## What to work on
Two lines in the listing below mark the span: one contains "point(381, 6)" and one contains "point(625, 31)". Reproduce both of them and everything between, exactly.

######

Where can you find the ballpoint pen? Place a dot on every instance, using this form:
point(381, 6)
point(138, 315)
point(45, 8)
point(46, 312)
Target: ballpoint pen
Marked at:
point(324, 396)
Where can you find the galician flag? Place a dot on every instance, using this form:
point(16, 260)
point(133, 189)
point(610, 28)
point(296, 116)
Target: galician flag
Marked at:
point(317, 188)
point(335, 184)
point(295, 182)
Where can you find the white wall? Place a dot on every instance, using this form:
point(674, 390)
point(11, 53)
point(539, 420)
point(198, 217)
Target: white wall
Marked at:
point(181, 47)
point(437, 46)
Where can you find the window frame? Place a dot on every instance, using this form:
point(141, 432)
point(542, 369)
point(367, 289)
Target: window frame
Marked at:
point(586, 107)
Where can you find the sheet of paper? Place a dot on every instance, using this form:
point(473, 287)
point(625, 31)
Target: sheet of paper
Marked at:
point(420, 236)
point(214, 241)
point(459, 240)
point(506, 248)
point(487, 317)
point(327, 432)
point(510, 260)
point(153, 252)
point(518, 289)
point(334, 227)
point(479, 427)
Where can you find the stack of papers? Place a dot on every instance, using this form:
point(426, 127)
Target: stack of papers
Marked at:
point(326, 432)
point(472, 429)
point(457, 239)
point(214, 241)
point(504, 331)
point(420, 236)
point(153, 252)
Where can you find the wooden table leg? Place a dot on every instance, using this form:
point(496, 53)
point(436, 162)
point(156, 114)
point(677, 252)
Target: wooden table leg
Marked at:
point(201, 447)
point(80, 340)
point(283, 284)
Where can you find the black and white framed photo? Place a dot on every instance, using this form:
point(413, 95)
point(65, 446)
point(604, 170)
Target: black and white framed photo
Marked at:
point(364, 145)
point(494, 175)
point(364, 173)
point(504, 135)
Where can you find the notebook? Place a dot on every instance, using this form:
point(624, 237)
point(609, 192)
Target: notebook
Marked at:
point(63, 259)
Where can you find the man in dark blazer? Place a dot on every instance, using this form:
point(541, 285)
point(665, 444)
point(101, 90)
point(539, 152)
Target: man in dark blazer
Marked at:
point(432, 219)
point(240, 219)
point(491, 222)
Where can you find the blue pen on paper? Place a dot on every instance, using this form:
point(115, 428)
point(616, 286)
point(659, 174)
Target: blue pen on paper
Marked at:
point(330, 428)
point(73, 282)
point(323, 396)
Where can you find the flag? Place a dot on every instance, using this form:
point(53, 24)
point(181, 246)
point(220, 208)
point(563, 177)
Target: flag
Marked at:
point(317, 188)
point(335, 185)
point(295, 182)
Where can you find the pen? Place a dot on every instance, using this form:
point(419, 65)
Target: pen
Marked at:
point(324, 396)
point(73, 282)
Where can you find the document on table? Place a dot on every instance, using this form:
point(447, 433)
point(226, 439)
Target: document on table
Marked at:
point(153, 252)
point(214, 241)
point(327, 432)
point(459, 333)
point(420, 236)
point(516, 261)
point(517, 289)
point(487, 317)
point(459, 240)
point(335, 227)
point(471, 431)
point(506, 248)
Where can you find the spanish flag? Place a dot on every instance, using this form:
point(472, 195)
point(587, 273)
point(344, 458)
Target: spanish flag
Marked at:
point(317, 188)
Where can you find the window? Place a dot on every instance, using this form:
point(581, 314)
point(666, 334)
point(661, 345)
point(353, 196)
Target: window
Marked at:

######

## Response to this exercise
point(381, 6)
point(138, 315)
point(45, 8)
point(46, 312)
Target: ballpoint pen
Marked at:
point(324, 396)
Where can you find the galician flag? Place a dot on every instance, using this form:
point(16, 260)
point(133, 189)
point(610, 28)
point(296, 116)
Target: galician flag
Marked at:
point(317, 188)
point(335, 184)
point(295, 182)
Where can you find the white wall? Place a dot on every instance, using this form:
point(674, 390)
point(11, 53)
point(539, 420)
point(198, 217)
Target: white wall
Marked at:
point(181, 47)
point(437, 46)
Where can you find the window frame? Place a dot on every instance, using this form:
point(141, 432)
point(542, 369)
point(367, 289)
Target: window frame
Marked at:
point(586, 107)
Where can you find the sheet of paper? Place a dot on every instance, using this form:
point(473, 287)
point(625, 31)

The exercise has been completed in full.